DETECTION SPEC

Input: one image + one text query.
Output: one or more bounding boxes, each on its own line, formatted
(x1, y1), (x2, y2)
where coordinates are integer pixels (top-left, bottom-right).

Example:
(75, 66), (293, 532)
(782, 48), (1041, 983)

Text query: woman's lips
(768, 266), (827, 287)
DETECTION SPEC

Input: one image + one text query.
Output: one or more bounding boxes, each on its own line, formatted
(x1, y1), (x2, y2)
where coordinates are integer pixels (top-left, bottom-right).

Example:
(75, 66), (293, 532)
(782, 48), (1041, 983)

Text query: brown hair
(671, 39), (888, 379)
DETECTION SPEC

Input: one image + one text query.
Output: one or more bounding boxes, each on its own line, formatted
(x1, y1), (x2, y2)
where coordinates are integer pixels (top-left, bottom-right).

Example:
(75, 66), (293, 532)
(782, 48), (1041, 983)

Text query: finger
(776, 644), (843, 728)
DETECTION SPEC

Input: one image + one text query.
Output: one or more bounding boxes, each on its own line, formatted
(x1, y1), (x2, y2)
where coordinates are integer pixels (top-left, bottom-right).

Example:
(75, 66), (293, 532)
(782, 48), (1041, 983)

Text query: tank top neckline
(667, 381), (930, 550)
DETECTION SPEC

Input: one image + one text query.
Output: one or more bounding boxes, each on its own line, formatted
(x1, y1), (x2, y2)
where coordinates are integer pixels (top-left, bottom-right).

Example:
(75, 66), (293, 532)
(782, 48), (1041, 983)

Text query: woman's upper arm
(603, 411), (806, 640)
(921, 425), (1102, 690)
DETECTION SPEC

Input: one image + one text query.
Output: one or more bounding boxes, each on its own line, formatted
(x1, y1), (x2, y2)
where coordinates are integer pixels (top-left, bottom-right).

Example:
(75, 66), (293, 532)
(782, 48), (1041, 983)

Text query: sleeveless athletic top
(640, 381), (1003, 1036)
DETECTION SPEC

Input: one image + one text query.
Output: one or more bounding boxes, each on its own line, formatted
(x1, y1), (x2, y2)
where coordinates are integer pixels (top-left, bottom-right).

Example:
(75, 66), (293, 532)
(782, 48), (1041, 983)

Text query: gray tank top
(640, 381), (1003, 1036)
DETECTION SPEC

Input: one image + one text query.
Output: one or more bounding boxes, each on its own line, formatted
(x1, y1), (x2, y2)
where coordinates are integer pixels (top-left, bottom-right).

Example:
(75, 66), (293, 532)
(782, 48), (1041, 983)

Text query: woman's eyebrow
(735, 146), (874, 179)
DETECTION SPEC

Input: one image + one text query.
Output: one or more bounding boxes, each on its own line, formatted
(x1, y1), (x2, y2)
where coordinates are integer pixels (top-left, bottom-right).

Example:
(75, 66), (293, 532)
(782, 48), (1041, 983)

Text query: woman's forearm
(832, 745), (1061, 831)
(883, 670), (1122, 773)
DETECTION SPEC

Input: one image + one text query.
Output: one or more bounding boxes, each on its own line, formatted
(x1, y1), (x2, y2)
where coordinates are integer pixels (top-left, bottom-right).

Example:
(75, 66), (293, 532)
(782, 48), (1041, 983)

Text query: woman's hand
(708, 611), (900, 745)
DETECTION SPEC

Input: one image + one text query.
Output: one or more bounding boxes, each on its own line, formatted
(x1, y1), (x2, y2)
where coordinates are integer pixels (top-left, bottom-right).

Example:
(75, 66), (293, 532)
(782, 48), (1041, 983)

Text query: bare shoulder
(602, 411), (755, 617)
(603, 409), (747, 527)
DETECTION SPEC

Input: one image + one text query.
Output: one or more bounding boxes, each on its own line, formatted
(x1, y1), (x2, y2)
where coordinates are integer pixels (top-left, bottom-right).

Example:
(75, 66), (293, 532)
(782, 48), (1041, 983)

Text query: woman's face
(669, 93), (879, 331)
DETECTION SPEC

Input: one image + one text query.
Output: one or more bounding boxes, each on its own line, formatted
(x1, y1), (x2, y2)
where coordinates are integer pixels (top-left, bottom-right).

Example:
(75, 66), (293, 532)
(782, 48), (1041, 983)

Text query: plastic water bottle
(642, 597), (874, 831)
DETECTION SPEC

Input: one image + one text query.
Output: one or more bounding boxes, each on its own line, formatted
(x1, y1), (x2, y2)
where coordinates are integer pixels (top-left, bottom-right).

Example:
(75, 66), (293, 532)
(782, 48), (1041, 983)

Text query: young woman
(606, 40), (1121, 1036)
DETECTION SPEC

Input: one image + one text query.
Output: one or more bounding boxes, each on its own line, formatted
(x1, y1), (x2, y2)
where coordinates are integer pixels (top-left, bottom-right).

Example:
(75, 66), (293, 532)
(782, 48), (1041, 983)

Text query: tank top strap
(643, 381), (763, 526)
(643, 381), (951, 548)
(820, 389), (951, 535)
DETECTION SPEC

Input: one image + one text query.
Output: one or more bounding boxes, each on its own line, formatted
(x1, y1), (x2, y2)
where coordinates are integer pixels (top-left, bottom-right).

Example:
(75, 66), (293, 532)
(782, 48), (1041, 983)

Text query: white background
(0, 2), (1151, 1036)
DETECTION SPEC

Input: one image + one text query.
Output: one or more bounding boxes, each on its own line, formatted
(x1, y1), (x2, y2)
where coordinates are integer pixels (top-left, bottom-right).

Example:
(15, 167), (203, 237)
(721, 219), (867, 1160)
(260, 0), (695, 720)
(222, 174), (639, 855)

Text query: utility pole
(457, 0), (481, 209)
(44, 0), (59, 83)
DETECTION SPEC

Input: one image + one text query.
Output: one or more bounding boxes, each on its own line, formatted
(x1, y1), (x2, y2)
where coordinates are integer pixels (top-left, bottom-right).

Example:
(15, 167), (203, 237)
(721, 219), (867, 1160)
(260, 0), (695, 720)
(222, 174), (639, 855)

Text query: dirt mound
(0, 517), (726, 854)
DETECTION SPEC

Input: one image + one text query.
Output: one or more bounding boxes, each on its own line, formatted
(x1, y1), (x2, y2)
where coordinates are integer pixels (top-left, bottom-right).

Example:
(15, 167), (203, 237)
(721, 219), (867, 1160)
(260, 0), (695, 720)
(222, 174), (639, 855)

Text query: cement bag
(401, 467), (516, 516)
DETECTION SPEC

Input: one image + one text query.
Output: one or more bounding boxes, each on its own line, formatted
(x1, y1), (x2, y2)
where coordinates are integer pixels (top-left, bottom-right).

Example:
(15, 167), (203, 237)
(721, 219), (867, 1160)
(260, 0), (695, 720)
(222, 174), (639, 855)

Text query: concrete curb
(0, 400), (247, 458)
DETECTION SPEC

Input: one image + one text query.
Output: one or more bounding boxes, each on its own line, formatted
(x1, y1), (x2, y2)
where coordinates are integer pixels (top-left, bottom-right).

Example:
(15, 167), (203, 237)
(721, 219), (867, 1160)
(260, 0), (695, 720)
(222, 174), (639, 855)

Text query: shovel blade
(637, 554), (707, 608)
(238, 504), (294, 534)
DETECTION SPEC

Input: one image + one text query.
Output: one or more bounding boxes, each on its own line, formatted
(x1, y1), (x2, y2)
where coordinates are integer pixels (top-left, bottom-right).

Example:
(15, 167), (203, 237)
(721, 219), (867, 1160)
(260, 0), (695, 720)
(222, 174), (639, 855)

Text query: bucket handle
====
**TASK DETAILS**
How many lines in the entries above contain the string "woman"? Reply with the number alone.

**EXERCISE RESULT**
7